> [MATERIAL PROVIDED]
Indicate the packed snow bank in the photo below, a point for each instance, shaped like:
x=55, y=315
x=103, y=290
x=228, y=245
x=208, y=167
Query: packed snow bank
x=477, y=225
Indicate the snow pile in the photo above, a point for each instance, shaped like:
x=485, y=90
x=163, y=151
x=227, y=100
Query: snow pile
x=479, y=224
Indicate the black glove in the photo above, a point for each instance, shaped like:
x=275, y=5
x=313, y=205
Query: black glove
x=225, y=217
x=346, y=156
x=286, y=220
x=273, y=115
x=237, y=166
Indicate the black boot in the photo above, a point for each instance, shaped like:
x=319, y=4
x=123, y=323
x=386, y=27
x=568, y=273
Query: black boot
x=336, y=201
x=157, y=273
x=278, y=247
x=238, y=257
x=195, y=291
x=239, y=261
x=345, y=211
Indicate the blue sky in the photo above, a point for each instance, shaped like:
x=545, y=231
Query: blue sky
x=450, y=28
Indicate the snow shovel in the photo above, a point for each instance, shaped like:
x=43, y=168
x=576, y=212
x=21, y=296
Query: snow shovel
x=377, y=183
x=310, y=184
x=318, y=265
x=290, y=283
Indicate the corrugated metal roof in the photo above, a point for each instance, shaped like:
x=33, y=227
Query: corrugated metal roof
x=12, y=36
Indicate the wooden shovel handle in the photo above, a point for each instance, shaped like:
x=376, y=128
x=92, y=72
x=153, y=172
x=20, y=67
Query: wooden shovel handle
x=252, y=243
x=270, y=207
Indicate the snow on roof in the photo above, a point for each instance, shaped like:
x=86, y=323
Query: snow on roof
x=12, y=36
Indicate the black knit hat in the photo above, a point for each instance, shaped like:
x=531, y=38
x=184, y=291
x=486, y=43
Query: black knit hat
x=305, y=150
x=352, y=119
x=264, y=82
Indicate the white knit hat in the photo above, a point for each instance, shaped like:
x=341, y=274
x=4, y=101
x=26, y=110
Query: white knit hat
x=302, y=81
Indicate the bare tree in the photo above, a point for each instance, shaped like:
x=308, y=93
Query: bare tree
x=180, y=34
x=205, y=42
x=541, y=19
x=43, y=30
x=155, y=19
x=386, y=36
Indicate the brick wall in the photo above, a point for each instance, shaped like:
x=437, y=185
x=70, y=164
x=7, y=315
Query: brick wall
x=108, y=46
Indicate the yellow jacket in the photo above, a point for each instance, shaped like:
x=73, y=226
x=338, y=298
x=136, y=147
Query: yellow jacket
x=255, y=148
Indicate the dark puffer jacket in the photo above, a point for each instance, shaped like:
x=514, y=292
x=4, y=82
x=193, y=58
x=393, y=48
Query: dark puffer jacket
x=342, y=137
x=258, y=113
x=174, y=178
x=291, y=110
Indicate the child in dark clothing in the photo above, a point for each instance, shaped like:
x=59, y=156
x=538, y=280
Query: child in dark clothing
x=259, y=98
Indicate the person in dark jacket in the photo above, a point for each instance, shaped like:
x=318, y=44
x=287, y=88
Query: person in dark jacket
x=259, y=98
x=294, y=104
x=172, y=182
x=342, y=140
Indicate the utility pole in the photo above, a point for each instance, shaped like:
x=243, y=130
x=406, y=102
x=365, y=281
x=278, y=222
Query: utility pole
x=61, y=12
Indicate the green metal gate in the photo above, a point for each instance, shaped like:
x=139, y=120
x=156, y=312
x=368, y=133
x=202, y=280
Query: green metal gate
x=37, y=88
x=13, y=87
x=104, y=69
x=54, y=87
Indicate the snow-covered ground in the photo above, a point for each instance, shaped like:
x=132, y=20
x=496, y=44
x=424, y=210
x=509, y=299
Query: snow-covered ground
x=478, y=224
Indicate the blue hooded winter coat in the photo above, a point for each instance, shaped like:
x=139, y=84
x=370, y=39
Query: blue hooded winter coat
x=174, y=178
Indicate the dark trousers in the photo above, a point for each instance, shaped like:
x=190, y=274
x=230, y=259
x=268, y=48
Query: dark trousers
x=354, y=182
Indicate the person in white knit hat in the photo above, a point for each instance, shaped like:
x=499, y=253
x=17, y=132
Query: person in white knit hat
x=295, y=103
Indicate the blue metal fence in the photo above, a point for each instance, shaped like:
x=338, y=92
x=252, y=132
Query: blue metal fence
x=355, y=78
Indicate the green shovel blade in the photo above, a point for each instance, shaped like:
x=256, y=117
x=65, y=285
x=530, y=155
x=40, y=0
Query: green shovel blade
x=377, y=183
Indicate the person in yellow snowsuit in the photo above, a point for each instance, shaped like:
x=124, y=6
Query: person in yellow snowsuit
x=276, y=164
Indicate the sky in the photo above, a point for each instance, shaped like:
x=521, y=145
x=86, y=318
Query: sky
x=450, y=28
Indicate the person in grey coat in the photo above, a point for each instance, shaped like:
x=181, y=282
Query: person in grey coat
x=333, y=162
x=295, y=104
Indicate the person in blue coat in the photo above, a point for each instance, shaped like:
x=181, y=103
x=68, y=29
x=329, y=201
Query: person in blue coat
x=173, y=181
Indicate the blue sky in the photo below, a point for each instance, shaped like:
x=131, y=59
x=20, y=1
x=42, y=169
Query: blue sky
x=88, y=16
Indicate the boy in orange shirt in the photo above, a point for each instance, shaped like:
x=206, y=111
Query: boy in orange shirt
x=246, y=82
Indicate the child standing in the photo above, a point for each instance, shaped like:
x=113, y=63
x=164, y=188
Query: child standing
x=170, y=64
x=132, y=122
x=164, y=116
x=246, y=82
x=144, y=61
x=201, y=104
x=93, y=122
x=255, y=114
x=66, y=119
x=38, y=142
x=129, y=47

> [WHAT TO DO] Copy out each line of the data exactly.

> [SOLUTION TO THIS TASK]
Indicate the packed snow bank in the photo below, a point for each instance, shaped like:
x=55, y=315
x=103, y=290
x=228, y=245
x=208, y=167
Query: packed snow bank
x=477, y=225
Indicate the snow pile in the photo above, a point for each instance, shaped like:
x=485, y=90
x=163, y=151
x=227, y=100
Query: snow pile
x=479, y=224
Indicate the black glove in the photo above, a point for each instance, shaped like:
x=275, y=5
x=313, y=205
Query: black glove
x=225, y=217
x=346, y=156
x=286, y=220
x=273, y=115
x=237, y=166
Indicate the black boot in the photo above, a point for each instance, shaped like:
x=319, y=4
x=123, y=323
x=386, y=27
x=568, y=273
Query: black boot
x=336, y=201
x=157, y=273
x=278, y=247
x=238, y=257
x=195, y=291
x=239, y=261
x=345, y=211
Indicate the blue sky in the photo above, a point for each instance, shaped like:
x=545, y=231
Query: blue sky
x=450, y=28
Indicate the snow shovel in the photo above, a point for each instance, shaped like:
x=43, y=168
x=576, y=212
x=21, y=296
Query: snow shovel
x=377, y=183
x=310, y=184
x=318, y=265
x=290, y=283
Indicate the corrugated metal roof in the photo above, a point for each instance, shaped like:
x=33, y=227
Query: corrugated metal roof
x=12, y=36
Indicate the wooden shovel handle in the photo above, a point for each instance, shaped like:
x=376, y=128
x=92, y=72
x=153, y=172
x=20, y=67
Query: wooden shovel handle
x=252, y=243
x=270, y=207
Indicate the snow on roof in the photo above, a point for each instance, shaped like:
x=86, y=323
Query: snow on roof
x=12, y=36
Indicate the black knit hat in the photo above, a point for each instance, shaped like:
x=531, y=38
x=184, y=291
x=486, y=43
Query: black knit hat
x=305, y=150
x=352, y=119
x=264, y=82
Indicate the white knit hat in the photo above, a point for each instance, shaped like:
x=341, y=274
x=4, y=101
x=26, y=110
Query: white knit hat
x=302, y=81
Indicate the bare tree in the photo above, a point for each instance, shaped like:
x=308, y=93
Query: bare tree
x=180, y=34
x=205, y=42
x=541, y=19
x=43, y=30
x=155, y=19
x=386, y=36
Indicate the brick wall in the photo above, a point for each instance, shaped like:
x=437, y=185
x=70, y=164
x=7, y=315
Query: brick wall
x=108, y=46
Indicate the yellow jacket in the photo above, a point for each instance, shaped like:
x=73, y=226
x=338, y=298
x=136, y=147
Query: yellow jacket
x=255, y=148
Indicate the dark puffer jacket in the photo above, a point for each instance, shaped like:
x=514, y=292
x=4, y=82
x=193, y=58
x=393, y=48
Query: dark puffer jacket
x=342, y=137
x=258, y=113
x=174, y=178
x=291, y=110
Indicate the child in dark clothing in the photo above, a point for each instance, shaped like:
x=59, y=156
x=538, y=280
Query: child in dark clothing
x=259, y=98
Indicate the person in dark jacket in the photo above, a point for each instance, shaped like:
x=318, y=44
x=287, y=88
Query: person in dark jacket
x=259, y=98
x=294, y=104
x=172, y=182
x=342, y=140
Indicate the utility pole in the photo above, a point for each instance, shaped like:
x=243, y=130
x=406, y=102
x=365, y=281
x=278, y=222
Query: utility pole
x=61, y=12
Indicate the green metal gate in the photo above, a point for each instance, shaped like:
x=139, y=120
x=156, y=312
x=368, y=133
x=202, y=280
Query: green metal gate
x=37, y=88
x=13, y=87
x=104, y=69
x=54, y=87
Indicate the snow-covered ground in the photo above, a point for each instance, shaped like:
x=132, y=20
x=496, y=44
x=424, y=210
x=509, y=299
Query: snow-covered ground
x=478, y=224
Indicate the blue hooded winter coat in the photo above, a point for each instance, shaped like:
x=139, y=84
x=370, y=39
Query: blue hooded winter coat
x=174, y=178
Indicate the dark trousers in the photo above, a point for each instance, shaped like:
x=190, y=274
x=230, y=259
x=268, y=48
Query: dark trousers
x=354, y=182
Indicate the person in white knit hat in the photo above, a point for each instance, shaped like:
x=499, y=253
x=17, y=132
Query: person in white knit hat
x=295, y=103
Indicate the blue metal fence in the photo above, a point for each instance, shaped like:
x=338, y=92
x=252, y=132
Query: blue metal fence
x=355, y=78
Indicate the green shovel blade in the photo above, a point for each instance, shaped like:
x=256, y=117
x=65, y=285
x=530, y=155
x=40, y=0
Query: green shovel blade
x=377, y=183
Indicate the person in yellow snowsuit in the photo above, a point for each instance, shaped like:
x=124, y=6
Query: person in yellow snowsuit
x=276, y=164
Indicate the sky in the photo above, a point for each instance, shaped like:
x=521, y=145
x=86, y=318
Query: sky
x=450, y=28
Indicate the person in grey coat in the photo above, a point for each instance, shaped like:
x=181, y=282
Query: person in grey coat
x=333, y=162
x=295, y=104
Indicate the person in blue coat in the photo above, a point for each instance, shaped like:
x=181, y=103
x=68, y=29
x=329, y=201
Query: person in blue coat
x=173, y=181
Indicate the blue sky in the photo below, a point for each instance, shaped like:
x=131, y=59
x=20, y=1
x=42, y=169
Query: blue sky
x=88, y=16
Indicate the boy in orange shirt in the photo above, a point for each instance, shaped like:
x=206, y=111
Query: boy in orange shirt
x=246, y=82
Indicate the child standing in the photo above, a point for each instance, shaped like:
x=113, y=63
x=164, y=188
Query: child standing
x=170, y=64
x=132, y=122
x=164, y=116
x=246, y=82
x=144, y=61
x=201, y=104
x=93, y=122
x=255, y=114
x=66, y=119
x=38, y=142
x=129, y=47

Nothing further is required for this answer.